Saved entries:
::::::::

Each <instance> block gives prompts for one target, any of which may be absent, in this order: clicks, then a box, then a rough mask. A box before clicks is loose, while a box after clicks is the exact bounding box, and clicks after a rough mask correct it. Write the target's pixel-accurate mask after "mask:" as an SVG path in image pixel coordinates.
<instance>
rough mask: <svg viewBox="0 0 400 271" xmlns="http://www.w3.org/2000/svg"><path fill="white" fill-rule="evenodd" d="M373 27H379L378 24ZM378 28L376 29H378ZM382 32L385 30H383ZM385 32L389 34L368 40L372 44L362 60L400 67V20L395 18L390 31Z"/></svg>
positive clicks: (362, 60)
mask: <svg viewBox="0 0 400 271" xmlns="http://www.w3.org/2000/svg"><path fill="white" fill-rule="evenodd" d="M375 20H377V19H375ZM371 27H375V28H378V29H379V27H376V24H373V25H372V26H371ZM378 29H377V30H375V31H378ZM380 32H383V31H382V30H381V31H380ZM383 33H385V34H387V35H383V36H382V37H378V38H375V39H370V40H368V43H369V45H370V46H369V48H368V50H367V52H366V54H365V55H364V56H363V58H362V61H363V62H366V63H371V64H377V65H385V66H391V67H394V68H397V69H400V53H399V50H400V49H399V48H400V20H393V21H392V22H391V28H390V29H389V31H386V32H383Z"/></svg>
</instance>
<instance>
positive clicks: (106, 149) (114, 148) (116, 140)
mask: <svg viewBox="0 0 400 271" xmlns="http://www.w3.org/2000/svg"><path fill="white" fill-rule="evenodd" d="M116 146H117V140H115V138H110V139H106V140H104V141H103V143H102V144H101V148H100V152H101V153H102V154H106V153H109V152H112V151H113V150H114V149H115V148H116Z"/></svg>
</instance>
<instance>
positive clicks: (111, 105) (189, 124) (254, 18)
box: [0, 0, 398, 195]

::::::::

» Exercise details: Retype each line above with no alterations.

» Your solution:
Each <instance> block gives prompts for one target, any of which may be absent, in this order: clicks, then a box, then a rough mask. A box before clicks is loose, while a box after clicks is the exact bounding box, and clicks after a rough mask correct it. Write the target's pixel-accurate mask after "mask:" as an SVG path in image pixel coordinates.
<instance>
rough mask: <svg viewBox="0 0 400 271" xmlns="http://www.w3.org/2000/svg"><path fill="white" fill-rule="evenodd" d="M373 27H379L378 24ZM378 28L376 29H378ZM382 32L385 30H383ZM385 32L389 34L368 40L372 44L362 60L400 67V20L395 18L390 31Z"/></svg>
positive clicks: (362, 60)
mask: <svg viewBox="0 0 400 271" xmlns="http://www.w3.org/2000/svg"><path fill="white" fill-rule="evenodd" d="M375 20H377V19H375ZM371 27H375V28H378V29H379V27H376V24H373V25H372V26H371ZM378 29H377V30H375V31H378ZM380 32H383V31H382V30H381V31H380ZM383 33H385V34H387V35H383V36H382V37H378V38H375V39H370V40H368V43H369V45H370V46H369V48H368V50H367V52H366V54H365V55H364V56H363V58H362V61H363V62H366V63H371V64H377V65H385V66H391V67H394V68H397V69H400V53H399V50H400V49H399V48H400V20H393V21H392V22H391V28H390V29H389V31H386V32H383Z"/></svg>
</instance>
<instance>
positive clicks: (106, 149) (114, 148) (116, 140)
mask: <svg viewBox="0 0 400 271" xmlns="http://www.w3.org/2000/svg"><path fill="white" fill-rule="evenodd" d="M116 146H117V140H115V138H110V139H106V140H104V141H103V143H102V144H101V148H100V152H101V153H102V154H106V153H109V152H112V151H113V150H114V149H115V148H116Z"/></svg>
</instance>
<instance>
positive clicks: (111, 105) (189, 124) (254, 18)
box: [0, 0, 398, 195]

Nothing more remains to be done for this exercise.